- [Work to be completed]:
Retyping the entire listing exactly is the task.

- [Records supplied]:
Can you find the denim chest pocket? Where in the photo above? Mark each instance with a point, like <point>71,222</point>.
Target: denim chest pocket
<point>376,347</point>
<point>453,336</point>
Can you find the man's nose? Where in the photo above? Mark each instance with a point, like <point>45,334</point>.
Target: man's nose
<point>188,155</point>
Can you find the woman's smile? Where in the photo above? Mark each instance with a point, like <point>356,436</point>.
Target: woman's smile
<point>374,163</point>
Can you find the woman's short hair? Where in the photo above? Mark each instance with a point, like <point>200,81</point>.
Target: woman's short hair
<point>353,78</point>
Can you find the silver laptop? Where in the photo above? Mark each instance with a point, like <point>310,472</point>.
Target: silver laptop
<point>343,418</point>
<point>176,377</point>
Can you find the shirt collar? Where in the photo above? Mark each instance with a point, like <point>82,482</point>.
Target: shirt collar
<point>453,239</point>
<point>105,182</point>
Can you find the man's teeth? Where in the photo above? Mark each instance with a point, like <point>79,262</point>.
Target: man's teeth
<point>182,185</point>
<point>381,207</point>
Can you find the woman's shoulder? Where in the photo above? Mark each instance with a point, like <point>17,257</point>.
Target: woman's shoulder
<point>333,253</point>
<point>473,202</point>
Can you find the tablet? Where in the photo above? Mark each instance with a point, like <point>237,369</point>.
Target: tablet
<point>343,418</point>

- [Reply to the task]:
Can you find the denim chest pocket? Where in the photo above? Mark each instance with a point, like <point>71,222</point>.
Target: denim chest pocket
<point>376,347</point>
<point>453,336</point>
Can you find the man's nose? Where in the photo above? Mark each instance with a point, like <point>45,334</point>.
Target: man's nose
<point>188,155</point>
Can you find the woman's smile? Where in the photo above? Mark each instance with a point, like <point>356,436</point>.
Target: woman's smile
<point>374,163</point>
Can you find the woman's short hair? Where in the photo above? Mark each instance with a point, like <point>200,81</point>.
Target: woman's short hair
<point>353,78</point>
Can you find the silver laptop? Where in the photo above? Mark each instance with a point, like <point>310,472</point>.
Target: silver laptop
<point>343,418</point>
<point>176,377</point>
Can you find the shirt collar? Where in the photo above? Mark each instance with a point, like <point>82,482</point>.
Target: shirt collar
<point>453,239</point>
<point>105,182</point>
Can you find the man's teeth? Where in the photo above? Mark each instance with a point, like <point>79,262</point>.
Target: man's teeth
<point>182,185</point>
<point>381,207</point>
Can you find the woman's shoulder? Where in the photo above? Mark each instance with a point, like <point>17,257</point>.
Target: woman's shoulder
<point>333,253</point>
<point>473,202</point>
Can you find the tablet? Where in the photo above? Mark each instance with a point, like <point>237,369</point>.
Target: tablet
<point>343,418</point>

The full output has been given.